What you need to do:
From the first line of the records through the line containing "task | locate a point on every instance of the fingers", retype every line exactly and nothing else.

Data extract:
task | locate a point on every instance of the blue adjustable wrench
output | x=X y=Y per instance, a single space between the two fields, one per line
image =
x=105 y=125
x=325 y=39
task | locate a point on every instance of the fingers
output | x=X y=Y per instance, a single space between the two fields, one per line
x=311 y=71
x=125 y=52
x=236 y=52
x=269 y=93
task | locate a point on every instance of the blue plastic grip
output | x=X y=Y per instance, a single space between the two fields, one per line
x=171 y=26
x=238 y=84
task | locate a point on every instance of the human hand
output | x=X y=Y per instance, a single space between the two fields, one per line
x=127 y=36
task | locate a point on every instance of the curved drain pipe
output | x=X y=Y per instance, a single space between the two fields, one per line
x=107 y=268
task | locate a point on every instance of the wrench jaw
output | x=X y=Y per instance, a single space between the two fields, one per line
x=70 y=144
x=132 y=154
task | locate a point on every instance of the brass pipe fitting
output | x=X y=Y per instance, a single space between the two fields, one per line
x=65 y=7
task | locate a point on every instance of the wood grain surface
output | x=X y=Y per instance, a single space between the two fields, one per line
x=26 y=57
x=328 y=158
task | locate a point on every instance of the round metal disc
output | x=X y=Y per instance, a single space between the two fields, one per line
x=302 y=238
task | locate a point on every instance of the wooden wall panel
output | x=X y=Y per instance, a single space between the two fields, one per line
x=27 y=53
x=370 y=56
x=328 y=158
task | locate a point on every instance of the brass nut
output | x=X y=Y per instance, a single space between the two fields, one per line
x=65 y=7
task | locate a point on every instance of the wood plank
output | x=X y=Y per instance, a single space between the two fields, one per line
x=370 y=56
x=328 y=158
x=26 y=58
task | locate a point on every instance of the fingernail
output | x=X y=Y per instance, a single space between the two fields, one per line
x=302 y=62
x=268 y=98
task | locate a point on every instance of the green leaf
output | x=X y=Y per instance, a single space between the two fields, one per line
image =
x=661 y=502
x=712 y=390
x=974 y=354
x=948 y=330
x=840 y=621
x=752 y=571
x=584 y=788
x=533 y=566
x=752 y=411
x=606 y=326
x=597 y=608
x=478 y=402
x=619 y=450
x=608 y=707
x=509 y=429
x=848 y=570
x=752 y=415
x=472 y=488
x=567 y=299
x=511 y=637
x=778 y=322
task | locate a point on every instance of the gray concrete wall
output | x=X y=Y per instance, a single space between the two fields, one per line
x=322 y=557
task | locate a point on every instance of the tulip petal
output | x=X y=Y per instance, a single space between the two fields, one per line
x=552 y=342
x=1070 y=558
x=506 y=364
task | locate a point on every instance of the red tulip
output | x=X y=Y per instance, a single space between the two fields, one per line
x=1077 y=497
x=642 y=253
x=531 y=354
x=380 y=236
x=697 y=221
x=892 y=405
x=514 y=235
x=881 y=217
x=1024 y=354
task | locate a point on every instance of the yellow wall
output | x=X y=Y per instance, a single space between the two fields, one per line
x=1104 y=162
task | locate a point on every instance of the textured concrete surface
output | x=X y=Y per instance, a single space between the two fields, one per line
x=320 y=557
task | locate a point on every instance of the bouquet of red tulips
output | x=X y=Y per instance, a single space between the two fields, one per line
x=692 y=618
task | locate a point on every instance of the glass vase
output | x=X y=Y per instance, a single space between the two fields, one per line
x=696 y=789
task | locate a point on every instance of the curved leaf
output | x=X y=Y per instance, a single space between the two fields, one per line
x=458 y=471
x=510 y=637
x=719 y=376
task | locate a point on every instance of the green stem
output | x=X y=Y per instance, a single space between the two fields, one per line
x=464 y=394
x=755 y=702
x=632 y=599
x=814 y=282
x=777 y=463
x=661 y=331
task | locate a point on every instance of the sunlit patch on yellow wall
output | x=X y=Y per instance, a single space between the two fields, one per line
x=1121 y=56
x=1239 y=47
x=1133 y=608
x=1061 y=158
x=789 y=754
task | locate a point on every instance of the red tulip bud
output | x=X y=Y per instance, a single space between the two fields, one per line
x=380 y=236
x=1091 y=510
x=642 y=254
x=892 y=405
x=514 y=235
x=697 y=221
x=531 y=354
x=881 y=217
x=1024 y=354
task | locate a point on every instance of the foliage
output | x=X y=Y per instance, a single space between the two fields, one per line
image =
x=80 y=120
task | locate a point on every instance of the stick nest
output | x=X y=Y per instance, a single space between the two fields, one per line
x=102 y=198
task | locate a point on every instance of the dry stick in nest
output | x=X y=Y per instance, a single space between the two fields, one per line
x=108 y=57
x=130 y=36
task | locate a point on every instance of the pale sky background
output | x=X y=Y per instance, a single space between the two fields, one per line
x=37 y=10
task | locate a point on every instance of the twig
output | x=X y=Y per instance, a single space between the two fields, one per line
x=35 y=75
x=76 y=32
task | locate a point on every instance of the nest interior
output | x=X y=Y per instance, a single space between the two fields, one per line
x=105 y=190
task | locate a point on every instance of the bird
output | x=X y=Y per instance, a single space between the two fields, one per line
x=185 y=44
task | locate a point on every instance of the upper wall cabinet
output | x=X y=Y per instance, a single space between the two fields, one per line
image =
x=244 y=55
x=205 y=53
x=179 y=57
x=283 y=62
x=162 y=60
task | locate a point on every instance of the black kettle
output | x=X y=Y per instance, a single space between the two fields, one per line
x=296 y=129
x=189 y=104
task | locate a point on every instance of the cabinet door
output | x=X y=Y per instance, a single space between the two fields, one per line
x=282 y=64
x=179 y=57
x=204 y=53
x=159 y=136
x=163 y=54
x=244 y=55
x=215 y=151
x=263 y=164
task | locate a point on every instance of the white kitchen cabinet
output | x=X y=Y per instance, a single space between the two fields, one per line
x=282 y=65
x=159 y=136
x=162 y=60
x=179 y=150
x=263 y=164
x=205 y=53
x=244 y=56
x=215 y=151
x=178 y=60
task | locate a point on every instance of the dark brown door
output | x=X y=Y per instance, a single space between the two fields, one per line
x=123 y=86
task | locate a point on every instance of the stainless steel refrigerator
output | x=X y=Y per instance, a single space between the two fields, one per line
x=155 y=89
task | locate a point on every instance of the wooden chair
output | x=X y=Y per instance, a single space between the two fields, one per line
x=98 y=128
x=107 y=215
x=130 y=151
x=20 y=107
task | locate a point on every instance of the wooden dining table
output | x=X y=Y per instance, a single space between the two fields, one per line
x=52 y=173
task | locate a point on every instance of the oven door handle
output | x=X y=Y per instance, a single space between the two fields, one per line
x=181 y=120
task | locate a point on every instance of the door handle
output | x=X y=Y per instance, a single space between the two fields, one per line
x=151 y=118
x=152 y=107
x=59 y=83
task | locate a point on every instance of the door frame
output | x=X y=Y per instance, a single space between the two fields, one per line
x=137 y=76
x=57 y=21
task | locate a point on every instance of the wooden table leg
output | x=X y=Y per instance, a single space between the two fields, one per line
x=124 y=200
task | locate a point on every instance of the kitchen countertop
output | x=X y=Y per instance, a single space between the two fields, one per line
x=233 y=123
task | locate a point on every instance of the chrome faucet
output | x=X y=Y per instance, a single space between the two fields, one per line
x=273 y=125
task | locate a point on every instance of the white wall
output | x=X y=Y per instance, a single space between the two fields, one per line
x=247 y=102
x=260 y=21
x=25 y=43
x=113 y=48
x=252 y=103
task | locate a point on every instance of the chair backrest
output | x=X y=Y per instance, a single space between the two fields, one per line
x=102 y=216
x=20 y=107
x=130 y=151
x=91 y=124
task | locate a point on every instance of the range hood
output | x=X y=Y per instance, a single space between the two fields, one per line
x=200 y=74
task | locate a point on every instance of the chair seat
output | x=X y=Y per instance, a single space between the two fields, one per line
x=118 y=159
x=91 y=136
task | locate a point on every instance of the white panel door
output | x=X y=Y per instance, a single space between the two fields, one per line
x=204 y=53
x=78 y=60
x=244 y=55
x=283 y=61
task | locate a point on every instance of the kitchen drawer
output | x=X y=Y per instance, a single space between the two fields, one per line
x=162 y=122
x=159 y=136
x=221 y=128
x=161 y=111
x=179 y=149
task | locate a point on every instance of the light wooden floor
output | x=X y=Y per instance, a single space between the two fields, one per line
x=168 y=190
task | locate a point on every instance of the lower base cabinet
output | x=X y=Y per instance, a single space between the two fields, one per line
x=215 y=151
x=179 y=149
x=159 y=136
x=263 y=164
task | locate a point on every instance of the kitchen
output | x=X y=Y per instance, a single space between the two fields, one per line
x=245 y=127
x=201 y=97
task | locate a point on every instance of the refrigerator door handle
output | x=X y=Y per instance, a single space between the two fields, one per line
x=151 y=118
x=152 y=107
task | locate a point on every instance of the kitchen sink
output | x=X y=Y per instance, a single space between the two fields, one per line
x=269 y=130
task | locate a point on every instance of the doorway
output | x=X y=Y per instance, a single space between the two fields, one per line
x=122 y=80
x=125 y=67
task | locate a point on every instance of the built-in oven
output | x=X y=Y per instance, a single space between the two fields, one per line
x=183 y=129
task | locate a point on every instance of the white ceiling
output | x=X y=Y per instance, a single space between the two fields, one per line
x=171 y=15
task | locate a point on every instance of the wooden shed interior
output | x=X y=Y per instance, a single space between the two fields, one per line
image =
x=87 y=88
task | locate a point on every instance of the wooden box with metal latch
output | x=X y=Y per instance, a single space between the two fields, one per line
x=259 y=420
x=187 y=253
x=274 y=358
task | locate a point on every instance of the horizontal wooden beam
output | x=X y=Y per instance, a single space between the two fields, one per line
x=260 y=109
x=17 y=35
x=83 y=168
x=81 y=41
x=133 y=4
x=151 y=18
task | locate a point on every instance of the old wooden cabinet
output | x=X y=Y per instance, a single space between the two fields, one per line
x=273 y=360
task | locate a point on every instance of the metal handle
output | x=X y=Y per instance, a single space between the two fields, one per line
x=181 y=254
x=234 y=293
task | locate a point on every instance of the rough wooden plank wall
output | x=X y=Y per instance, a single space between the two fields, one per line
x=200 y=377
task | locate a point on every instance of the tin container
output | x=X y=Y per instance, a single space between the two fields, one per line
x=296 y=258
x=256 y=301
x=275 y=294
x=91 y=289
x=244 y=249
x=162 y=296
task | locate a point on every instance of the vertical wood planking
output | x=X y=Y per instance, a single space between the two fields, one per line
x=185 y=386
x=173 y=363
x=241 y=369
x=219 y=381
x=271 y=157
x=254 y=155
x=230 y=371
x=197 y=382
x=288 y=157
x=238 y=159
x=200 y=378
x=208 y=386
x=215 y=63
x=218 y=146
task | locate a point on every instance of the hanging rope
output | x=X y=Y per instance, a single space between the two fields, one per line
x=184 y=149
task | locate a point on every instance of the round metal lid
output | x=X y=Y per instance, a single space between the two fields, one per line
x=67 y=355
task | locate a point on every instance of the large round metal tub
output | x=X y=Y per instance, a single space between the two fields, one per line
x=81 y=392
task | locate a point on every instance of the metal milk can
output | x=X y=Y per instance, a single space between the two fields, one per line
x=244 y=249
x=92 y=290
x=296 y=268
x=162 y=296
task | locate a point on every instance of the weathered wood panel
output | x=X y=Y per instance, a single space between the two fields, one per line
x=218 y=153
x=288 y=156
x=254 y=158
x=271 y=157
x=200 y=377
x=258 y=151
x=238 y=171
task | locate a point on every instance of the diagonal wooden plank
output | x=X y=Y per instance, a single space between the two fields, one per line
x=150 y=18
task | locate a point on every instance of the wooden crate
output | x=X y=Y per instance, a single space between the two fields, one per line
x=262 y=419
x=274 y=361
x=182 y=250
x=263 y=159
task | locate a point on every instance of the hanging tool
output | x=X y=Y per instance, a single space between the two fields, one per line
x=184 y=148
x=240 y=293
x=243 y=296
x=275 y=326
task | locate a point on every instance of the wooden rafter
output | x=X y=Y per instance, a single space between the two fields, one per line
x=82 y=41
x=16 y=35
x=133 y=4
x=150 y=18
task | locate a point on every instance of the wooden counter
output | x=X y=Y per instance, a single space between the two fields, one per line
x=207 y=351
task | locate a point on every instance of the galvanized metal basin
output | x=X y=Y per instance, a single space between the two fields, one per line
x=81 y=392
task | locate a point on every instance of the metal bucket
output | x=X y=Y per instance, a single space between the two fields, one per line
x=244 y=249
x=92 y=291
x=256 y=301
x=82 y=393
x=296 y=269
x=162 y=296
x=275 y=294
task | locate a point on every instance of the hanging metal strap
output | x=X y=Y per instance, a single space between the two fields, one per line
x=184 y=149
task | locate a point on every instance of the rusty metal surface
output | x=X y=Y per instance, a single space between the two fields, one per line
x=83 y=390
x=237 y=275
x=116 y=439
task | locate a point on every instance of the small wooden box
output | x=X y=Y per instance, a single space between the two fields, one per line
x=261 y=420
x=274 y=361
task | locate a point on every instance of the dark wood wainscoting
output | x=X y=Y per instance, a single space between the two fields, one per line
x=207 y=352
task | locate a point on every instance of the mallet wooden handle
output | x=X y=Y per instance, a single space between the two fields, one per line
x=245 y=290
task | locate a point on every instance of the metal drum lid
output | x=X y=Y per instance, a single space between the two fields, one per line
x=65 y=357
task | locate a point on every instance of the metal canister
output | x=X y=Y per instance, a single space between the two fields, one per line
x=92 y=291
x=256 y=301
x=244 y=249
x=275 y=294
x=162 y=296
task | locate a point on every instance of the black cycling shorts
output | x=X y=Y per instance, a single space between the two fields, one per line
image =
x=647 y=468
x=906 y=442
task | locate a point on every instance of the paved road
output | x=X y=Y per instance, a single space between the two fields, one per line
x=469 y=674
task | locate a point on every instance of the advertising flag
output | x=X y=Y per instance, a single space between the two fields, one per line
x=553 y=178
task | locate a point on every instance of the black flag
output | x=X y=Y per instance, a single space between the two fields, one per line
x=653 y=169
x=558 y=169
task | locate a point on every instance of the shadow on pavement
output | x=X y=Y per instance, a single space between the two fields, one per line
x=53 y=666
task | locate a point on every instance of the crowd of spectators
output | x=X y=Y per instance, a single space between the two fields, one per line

Solution to this problem:
task | locate a point on every instance of the blue adjustable wrench
output | x=X y=Y per instance, a single space between the two fields, one per line
image =
x=105 y=125
x=325 y=39
task | locate a point on every instance of the fingers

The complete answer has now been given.